▶ EXERCISE DETAILS: Transcribe each line exactly.

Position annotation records

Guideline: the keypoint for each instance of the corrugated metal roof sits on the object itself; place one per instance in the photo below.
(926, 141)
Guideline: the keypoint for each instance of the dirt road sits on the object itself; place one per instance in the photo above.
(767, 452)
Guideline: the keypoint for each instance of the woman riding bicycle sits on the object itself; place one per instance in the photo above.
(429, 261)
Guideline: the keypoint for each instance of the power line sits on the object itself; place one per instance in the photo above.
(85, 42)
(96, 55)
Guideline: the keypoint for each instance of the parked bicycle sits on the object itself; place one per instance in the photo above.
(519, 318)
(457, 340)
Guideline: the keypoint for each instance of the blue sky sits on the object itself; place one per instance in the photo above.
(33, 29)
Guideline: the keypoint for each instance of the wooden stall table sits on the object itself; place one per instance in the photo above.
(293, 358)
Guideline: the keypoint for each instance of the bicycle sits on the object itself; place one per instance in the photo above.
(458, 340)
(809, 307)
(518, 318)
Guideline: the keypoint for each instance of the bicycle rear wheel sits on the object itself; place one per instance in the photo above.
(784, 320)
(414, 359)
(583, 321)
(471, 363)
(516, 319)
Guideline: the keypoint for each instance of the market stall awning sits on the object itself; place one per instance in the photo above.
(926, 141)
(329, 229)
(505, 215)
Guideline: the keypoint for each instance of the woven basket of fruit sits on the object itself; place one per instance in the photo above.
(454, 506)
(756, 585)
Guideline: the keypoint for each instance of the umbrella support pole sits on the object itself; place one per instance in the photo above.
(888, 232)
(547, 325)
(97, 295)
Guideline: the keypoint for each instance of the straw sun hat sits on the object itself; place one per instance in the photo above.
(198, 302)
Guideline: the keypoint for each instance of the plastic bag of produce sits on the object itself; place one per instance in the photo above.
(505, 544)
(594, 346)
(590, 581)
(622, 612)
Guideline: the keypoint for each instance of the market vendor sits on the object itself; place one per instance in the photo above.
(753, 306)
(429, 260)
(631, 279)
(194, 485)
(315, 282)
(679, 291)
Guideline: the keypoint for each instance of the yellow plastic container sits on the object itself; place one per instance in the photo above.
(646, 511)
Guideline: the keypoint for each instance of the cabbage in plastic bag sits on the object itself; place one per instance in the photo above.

▶ EXPECTED ANSWER:
Guideline: the keypoint for each instance of the corrugated metal roof sits on the object itself; place one per instance in the photo below.
(926, 141)
Guideline: the keypoint for each instance of the dirt road sits on the object itself; place one per instance in the photo above.
(767, 452)
Guideline: the keypoint for each instance of the woman riding bicycle sits on the object itself; place one per instance in the photo above.
(429, 261)
Guideline: the keypoint for each instance of the power line sits on the object itself; place one per instance in the photo above.
(85, 42)
(96, 55)
Guideline: the keypoint for each instance of the parked bicycle sits on the object itself; place one per instance in the photo above.
(519, 318)
(457, 340)
Guideline: the keypoint for each instance of the blue sky sits on the object itself; place one per instance in the photo above.
(33, 29)
Guideline: the keypoint for each instance of the wooden stall table sits on the object itself; place one per instance in the photo above.
(293, 358)
Guideline: the keypoint for each instance of the bicycle sits on the object itself; place one per instance in the photo above.
(458, 340)
(809, 307)
(518, 318)
Guideline: the keypoint for each instance of the bicycle rear wheel sits on the object itself; place one per instance in the photo above.
(784, 320)
(414, 359)
(583, 321)
(471, 363)
(516, 319)
Guideline: the keypoint for each instance of the market stall awning sits on the object itself; place one per instance in the photo above.
(926, 141)
(329, 229)
(505, 215)
Guideline: the keypoint for each instance of the woven basket of fruit sits on the object itself; place one per instance in the photo above.
(454, 506)
(756, 585)
Guideline: the keypoint for each instance of the umbrella support pole sits on the object itself; place one per instance in the photo above.
(888, 232)
(547, 325)
(97, 295)
Guideline: the keypoint for each instance of the straw sun hat sits on the object itself; place one per instance in the photo above.
(198, 302)
Guideline: the keypoint for each instance of the plastic bag of produce sits on the object itself; place one per instance in the photo above.
(505, 544)
(594, 346)
(590, 581)
(622, 612)
Guideline: the keypoint for each instance of the market vendor sits on the object itself; place one per instance in the photo above.
(753, 306)
(429, 260)
(631, 279)
(194, 485)
(315, 282)
(679, 291)
Guideline: the keypoint for each instance of the yellow plastic container sits on the object itself; place one per instance in the photo above.
(646, 511)
Guideline: the keypoint for each instance of the cabbage in plastic bag sits on the object itself; place one per instance in the photo above.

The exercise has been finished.